*What is being asked*
Convert the lines in the entries below, from the line containing "task: outline the man in black coat" through the line containing "48], [127, 51]]]", into a numbered list that leaves out any blank lines.
━━ Input records ━━
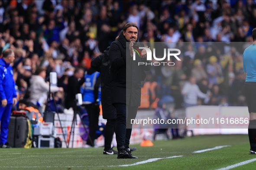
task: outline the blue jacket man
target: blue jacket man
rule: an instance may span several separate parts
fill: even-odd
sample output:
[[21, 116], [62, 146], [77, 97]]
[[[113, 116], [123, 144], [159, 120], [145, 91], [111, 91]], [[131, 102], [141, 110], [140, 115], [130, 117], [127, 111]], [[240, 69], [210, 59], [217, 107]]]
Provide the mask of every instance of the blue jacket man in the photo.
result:
[[0, 59], [0, 148], [11, 148], [6, 144], [8, 126], [12, 105], [16, 105], [17, 96], [13, 68], [10, 64], [13, 62], [15, 59], [13, 51], [7, 49], [3, 51], [3, 57]]
[[[98, 129], [100, 107], [100, 73], [92, 68], [90, 68], [84, 74], [85, 85], [81, 89], [84, 96], [83, 102], [89, 116], [89, 135], [94, 142], [96, 130]], [[88, 139], [86, 144], [94, 146]]]

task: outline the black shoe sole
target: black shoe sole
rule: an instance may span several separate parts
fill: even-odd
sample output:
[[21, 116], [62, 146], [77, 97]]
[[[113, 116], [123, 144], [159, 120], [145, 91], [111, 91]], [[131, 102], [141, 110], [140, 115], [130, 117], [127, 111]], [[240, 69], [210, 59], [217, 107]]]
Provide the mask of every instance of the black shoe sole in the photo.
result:
[[129, 154], [128, 153], [117, 157], [117, 159], [126, 159], [129, 158]]

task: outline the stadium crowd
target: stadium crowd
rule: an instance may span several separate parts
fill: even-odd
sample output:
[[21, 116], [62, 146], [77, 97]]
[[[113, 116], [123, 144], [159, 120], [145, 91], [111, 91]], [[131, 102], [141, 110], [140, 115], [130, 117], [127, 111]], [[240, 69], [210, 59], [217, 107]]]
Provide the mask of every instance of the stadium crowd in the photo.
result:
[[[188, 42], [182, 62], [153, 66], [147, 72], [146, 82], [157, 83], [157, 97], [170, 94], [177, 108], [186, 104], [246, 105], [243, 51], [232, 47], [214, 53], [209, 43], [251, 42], [254, 0], [0, 0], [0, 51], [15, 52], [18, 101], [32, 98], [31, 79], [42, 67], [46, 81], [50, 72], [57, 73], [63, 90], [56, 89], [54, 99], [63, 111], [75, 68], [88, 70], [91, 59], [104, 53], [127, 22], [138, 25], [139, 39], [152, 49], [154, 42], [178, 42], [174, 47], [179, 49]], [[195, 87], [194, 91], [182, 90], [185, 85]]]

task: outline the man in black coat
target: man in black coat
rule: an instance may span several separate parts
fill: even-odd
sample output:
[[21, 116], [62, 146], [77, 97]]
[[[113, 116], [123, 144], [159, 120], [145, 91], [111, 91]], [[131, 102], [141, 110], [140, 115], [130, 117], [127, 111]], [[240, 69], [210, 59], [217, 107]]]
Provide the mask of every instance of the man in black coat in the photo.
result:
[[77, 68], [75, 70], [74, 75], [68, 78], [67, 96], [65, 99], [65, 107], [67, 109], [72, 107], [75, 110], [77, 109], [75, 101], [75, 95], [80, 93], [80, 87], [84, 82], [84, 72], [82, 69]]
[[91, 66], [100, 73], [101, 105], [103, 119], [107, 119], [105, 129], [105, 148], [103, 154], [117, 154], [117, 151], [111, 148], [111, 144], [117, 120], [117, 110], [111, 103], [110, 93], [110, 67], [109, 57], [109, 47], [104, 53], [93, 59]]
[[[137, 158], [130, 154], [129, 148], [132, 128], [131, 120], [135, 118], [138, 107], [140, 105], [141, 82], [146, 78], [145, 71], [149, 71], [151, 66], [150, 64], [138, 65], [139, 62], [150, 63], [145, 57], [146, 50], [141, 50], [140, 56], [136, 54], [135, 60], [133, 60], [133, 46], [145, 47], [143, 44], [138, 42], [138, 32], [136, 24], [127, 23], [117, 40], [111, 44], [109, 50], [111, 63], [111, 99], [117, 110], [116, 138], [118, 159]], [[126, 47], [128, 48], [127, 51]]]

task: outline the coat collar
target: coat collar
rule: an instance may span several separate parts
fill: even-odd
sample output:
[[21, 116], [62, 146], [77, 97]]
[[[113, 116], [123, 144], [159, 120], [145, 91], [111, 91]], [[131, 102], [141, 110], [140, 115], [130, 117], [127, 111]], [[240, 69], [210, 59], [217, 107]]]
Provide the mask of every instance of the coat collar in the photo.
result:
[[109, 52], [110, 47], [108, 47], [107, 48], [107, 49], [106, 49], [106, 50], [104, 51], [104, 57], [105, 57], [105, 58], [107, 59], [107, 60], [109, 60]]
[[0, 59], [0, 64], [3, 66], [5, 66], [6, 67], [8, 67], [10, 65], [10, 63], [6, 63], [3, 57]]

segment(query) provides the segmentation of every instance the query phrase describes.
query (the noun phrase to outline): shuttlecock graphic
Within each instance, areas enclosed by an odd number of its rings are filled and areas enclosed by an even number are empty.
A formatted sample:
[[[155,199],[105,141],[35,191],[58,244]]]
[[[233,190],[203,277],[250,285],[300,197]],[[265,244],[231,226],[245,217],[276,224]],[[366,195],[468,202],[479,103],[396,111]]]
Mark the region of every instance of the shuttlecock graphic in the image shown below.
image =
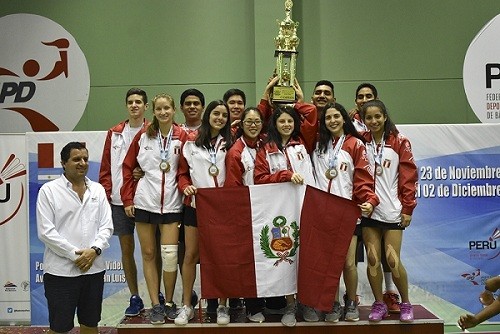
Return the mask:
[[[26,175],[26,166],[21,163],[15,154],[11,154],[0,171],[0,185],[15,177]]]

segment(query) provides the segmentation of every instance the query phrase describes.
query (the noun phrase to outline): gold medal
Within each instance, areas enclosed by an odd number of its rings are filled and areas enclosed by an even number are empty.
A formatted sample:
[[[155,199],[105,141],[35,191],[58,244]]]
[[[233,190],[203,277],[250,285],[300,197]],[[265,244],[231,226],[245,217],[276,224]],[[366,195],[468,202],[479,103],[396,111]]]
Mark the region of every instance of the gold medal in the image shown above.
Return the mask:
[[[214,177],[219,175],[219,168],[215,164],[212,164],[210,168],[208,168],[208,174]]]
[[[170,171],[170,164],[168,163],[167,160],[162,160],[160,162],[160,170],[163,172],[163,173],[168,173]]]
[[[325,172],[325,176],[328,180],[332,180],[337,177],[337,169],[336,168],[328,168]]]

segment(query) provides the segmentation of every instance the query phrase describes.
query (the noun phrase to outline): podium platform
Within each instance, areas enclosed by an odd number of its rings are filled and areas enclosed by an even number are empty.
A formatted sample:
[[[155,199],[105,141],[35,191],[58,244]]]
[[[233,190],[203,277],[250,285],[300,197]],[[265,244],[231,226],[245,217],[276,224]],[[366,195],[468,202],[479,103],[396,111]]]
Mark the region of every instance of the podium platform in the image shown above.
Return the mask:
[[[266,321],[263,323],[250,322],[245,316],[244,309],[231,310],[231,322],[225,326],[217,325],[215,314],[207,314],[204,309],[196,309],[195,317],[186,326],[176,326],[173,321],[165,320],[163,325],[151,325],[147,317],[149,310],[142,312],[137,317],[125,317],[117,325],[117,334],[156,334],[182,333],[182,334],[215,334],[215,333],[335,333],[339,334],[441,334],[444,333],[444,321],[432,314],[423,305],[413,305],[415,321],[412,323],[402,323],[399,321],[399,314],[390,314],[384,320],[373,323],[368,321],[371,306],[360,306],[360,320],[357,322],[339,321],[337,323],[305,322],[297,314],[297,325],[295,327],[285,327],[281,324],[281,315],[266,314]]]

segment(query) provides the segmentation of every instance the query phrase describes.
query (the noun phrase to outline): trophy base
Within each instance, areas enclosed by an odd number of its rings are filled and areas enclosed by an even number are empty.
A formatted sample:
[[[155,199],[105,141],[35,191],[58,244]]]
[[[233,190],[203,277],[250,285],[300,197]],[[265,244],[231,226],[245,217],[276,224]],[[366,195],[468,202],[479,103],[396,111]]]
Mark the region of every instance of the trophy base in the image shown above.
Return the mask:
[[[295,103],[295,89],[289,86],[274,86],[273,87],[273,103],[288,104]]]

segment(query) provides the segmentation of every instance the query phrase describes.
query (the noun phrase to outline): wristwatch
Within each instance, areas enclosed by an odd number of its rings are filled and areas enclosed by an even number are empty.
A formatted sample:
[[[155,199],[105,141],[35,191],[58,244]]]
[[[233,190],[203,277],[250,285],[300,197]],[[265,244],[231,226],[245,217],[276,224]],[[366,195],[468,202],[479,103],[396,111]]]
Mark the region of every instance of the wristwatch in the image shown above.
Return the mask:
[[[92,247],[90,247],[90,248],[92,248],[92,249],[95,251],[95,253],[96,253],[97,255],[101,255],[102,250],[101,250],[99,247],[97,247],[97,246],[92,246]]]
━━━
*Task answer*
1. task: outline the man in black coat
2. target: man in black coat
3. rule: an instance may span several separate parts
4. fill: even-odd
5. sample output:
6. [[21, 116], [62, 146], [77, 97]]
7. [[[113, 116], [123, 144], [159, 120], [145, 91], [111, 91]], [[131, 102], [141, 110], [140, 115], [130, 117], [127, 111]], [[240, 69], [210, 59], [217, 107]]]
8. Provide the mask of every instance of the man in black coat in the photo.
9. result:
10. [[77, 68], [75, 70], [74, 75], [68, 78], [67, 96], [65, 99], [65, 107], [67, 109], [72, 107], [75, 110], [77, 109], [75, 101], [75, 95], [80, 93], [80, 87], [84, 82], [84, 72], [82, 69]]
11. [[91, 66], [100, 73], [101, 105], [103, 119], [107, 119], [105, 129], [105, 148], [103, 154], [117, 154], [117, 151], [111, 148], [111, 144], [117, 120], [117, 110], [111, 103], [110, 93], [110, 67], [109, 57], [109, 47], [104, 53], [93, 59]]
12. [[[137, 158], [130, 154], [129, 148], [132, 128], [131, 120], [135, 118], [138, 107], [140, 105], [141, 82], [146, 78], [145, 71], [149, 71], [151, 66], [150, 64], [138, 65], [139, 62], [150, 63], [145, 57], [146, 50], [141, 50], [140, 56], [136, 54], [135, 60], [133, 60], [133, 46], [145, 47], [143, 44], [138, 42], [138, 32], [136, 24], [127, 23], [117, 40], [111, 44], [109, 50], [111, 63], [111, 99], [117, 110], [116, 138], [118, 159]], [[126, 47], [128, 48], [127, 51]]]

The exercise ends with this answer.